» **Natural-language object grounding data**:

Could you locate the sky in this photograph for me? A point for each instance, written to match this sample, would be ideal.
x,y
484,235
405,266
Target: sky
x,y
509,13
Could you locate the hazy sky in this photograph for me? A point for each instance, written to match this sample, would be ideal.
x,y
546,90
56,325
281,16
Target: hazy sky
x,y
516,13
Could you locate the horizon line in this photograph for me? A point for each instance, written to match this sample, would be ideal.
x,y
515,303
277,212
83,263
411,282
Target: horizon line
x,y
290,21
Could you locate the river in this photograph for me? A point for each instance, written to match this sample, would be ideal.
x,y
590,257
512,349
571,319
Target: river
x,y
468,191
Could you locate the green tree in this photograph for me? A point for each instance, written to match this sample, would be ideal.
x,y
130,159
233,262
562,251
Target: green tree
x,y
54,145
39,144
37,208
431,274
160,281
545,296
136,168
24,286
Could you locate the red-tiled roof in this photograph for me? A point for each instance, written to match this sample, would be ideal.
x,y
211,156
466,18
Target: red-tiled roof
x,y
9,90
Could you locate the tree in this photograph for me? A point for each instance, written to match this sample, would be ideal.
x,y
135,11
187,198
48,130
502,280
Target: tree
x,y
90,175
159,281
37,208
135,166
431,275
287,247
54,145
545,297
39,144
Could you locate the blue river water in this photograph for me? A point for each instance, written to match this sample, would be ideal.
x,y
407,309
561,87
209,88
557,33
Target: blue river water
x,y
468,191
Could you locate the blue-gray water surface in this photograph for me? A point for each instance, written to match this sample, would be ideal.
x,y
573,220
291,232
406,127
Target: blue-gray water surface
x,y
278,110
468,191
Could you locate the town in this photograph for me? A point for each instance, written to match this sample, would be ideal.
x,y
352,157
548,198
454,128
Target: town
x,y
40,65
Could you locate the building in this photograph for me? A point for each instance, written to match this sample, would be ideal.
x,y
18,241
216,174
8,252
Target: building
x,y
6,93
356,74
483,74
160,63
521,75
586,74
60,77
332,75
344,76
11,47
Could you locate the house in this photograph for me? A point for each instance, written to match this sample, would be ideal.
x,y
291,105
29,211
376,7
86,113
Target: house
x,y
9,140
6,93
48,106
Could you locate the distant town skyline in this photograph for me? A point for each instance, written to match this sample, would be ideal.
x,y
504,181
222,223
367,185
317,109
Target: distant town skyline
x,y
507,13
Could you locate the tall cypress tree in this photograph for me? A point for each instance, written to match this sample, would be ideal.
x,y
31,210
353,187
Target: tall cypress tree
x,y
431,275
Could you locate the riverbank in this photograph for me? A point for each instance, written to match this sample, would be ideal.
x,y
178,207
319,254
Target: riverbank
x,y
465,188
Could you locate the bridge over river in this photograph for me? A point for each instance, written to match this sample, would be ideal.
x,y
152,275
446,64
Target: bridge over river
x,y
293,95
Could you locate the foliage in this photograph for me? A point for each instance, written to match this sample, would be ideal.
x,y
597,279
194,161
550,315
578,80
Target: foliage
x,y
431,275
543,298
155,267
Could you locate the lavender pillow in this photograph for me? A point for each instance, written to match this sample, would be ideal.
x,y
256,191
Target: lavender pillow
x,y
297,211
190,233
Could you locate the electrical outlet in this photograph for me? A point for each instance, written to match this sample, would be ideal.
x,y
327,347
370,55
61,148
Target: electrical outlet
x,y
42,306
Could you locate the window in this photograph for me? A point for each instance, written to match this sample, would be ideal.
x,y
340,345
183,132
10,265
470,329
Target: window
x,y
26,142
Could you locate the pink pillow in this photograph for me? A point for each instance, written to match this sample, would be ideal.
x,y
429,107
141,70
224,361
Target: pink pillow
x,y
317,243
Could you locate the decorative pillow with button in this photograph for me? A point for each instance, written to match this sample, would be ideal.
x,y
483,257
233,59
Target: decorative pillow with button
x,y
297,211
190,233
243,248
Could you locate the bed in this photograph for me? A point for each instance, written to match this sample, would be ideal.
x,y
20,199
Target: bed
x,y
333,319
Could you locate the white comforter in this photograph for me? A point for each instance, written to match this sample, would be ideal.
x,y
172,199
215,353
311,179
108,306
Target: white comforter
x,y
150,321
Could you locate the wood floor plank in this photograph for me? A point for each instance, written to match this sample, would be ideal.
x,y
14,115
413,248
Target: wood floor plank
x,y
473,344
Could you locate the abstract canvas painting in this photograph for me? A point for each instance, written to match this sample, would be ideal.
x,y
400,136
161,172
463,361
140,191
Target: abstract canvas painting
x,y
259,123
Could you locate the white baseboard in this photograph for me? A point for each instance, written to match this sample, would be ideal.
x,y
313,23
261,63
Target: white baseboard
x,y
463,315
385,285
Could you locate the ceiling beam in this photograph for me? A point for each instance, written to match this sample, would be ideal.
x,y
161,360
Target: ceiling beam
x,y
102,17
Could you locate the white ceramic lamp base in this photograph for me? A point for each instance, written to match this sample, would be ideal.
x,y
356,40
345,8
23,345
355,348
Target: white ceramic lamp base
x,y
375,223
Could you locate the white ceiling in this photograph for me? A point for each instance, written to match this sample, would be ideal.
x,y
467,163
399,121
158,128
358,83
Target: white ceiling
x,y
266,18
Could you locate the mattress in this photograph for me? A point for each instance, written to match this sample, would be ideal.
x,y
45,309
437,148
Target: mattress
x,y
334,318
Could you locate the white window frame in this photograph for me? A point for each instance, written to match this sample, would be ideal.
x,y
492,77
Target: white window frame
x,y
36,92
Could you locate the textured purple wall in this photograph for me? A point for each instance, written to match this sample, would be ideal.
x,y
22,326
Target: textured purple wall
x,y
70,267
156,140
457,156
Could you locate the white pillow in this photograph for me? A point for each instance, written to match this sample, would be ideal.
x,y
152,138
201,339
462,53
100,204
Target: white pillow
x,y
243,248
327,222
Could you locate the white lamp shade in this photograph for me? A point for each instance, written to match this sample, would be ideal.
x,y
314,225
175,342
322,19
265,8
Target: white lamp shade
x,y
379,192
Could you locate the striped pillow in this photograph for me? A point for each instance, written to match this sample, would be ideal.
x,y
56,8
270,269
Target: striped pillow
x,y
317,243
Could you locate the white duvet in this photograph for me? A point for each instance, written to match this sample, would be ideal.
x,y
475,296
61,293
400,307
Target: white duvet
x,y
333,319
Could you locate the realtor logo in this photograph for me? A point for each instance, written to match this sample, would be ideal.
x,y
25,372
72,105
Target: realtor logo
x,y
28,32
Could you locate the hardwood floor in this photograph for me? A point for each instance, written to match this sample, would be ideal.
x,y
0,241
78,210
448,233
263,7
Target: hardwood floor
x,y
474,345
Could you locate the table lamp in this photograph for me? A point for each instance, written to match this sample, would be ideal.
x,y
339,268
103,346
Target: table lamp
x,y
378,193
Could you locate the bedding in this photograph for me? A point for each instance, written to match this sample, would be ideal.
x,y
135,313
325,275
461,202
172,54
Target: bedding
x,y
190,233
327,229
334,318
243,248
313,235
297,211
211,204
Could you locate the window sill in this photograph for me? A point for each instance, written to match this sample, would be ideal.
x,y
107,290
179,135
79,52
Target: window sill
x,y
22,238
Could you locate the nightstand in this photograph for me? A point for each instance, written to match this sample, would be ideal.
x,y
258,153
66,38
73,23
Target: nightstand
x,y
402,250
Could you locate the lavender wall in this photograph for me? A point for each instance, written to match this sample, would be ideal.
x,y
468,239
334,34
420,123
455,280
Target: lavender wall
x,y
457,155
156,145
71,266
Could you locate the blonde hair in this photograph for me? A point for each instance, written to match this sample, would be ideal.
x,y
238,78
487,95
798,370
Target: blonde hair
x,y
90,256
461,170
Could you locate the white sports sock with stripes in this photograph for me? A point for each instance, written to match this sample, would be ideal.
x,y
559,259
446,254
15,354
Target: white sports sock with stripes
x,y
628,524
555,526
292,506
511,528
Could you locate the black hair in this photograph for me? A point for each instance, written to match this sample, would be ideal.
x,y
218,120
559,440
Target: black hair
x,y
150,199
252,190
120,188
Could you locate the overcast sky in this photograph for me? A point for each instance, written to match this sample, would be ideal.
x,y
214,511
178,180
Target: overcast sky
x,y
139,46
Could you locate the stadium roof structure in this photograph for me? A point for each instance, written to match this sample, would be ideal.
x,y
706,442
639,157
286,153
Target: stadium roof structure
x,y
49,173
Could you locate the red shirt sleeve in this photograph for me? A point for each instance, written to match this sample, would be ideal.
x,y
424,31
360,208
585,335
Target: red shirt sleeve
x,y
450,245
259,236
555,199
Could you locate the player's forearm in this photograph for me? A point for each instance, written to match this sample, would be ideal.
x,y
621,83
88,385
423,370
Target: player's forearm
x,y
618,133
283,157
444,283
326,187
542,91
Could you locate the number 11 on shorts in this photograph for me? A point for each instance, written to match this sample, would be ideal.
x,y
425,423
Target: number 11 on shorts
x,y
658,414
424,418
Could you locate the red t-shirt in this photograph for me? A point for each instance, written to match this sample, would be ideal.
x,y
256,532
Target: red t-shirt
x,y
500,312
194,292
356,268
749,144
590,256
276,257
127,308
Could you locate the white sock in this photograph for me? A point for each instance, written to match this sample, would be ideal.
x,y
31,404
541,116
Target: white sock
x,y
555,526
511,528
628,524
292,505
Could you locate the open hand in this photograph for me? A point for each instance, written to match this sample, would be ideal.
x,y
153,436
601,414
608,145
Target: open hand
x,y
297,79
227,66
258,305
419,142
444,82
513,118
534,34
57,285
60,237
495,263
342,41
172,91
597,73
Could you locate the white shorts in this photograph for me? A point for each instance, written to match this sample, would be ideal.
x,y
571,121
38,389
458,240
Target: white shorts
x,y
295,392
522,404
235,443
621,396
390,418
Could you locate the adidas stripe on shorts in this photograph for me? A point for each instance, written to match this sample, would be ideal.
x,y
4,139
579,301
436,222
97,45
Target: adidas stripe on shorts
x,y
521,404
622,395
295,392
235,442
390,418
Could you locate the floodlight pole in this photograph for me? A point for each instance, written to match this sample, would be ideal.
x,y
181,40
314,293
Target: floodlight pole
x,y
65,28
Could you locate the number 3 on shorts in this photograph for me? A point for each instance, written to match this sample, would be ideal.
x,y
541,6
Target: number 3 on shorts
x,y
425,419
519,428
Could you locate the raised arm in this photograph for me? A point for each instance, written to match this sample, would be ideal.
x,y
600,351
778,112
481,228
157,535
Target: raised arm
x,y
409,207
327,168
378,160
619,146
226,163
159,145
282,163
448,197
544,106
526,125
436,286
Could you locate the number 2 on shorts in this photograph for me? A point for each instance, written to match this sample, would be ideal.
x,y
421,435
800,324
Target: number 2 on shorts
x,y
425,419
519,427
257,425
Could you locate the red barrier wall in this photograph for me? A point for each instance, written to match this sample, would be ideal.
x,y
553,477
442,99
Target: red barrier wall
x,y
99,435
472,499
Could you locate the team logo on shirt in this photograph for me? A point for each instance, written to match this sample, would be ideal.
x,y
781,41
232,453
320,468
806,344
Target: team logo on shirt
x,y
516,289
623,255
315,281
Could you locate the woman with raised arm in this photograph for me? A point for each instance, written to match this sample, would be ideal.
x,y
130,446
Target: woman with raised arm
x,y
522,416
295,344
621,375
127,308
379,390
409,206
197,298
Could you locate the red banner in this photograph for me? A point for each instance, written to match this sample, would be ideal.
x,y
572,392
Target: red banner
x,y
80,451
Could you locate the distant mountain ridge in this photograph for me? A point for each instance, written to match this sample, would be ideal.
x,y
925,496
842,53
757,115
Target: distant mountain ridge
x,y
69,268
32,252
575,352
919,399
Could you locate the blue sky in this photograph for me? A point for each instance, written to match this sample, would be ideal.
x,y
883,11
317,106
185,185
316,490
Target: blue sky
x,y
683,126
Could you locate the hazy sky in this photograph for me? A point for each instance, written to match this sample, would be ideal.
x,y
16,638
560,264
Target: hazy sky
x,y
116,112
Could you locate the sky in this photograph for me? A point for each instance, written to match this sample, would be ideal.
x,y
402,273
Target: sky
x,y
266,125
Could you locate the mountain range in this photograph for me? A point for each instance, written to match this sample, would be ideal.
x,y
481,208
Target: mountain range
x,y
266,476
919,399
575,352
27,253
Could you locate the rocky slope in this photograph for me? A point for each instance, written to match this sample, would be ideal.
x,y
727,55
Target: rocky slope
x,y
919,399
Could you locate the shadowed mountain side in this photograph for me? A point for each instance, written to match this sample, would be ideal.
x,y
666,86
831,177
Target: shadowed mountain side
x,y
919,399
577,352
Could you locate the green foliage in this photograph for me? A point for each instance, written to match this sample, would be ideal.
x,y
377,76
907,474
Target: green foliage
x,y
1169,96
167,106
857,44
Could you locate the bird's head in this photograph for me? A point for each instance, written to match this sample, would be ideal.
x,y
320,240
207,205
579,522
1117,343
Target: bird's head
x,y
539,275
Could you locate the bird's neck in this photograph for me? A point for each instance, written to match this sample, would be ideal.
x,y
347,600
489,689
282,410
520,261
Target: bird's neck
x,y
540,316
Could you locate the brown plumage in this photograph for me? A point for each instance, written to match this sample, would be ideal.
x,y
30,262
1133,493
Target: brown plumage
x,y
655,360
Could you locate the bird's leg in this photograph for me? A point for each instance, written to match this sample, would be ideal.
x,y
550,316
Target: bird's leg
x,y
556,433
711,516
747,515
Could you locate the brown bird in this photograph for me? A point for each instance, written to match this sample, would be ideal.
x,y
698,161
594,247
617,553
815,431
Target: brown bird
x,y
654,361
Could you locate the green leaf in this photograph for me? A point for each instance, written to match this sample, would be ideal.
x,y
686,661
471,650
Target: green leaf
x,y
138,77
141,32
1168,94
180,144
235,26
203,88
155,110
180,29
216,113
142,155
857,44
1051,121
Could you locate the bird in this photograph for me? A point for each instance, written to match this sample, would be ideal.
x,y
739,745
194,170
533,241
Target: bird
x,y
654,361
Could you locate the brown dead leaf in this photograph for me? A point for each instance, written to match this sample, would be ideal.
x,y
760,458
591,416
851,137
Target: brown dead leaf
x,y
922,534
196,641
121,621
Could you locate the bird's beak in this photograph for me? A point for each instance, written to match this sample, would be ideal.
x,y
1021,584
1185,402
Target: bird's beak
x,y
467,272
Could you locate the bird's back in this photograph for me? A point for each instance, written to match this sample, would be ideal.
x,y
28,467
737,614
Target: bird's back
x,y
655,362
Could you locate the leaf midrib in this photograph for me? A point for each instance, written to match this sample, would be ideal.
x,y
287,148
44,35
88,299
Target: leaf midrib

» **WHAT YOU NEED TO DO**: Among the records above, find the lines where the word "midrib" appears and copy them.

» **RESULT BELOW**:
Could you locate the leaf midrib in this photograph for me? A point for each instance, written to match this sample, would be ideal.
Target: leaf midrib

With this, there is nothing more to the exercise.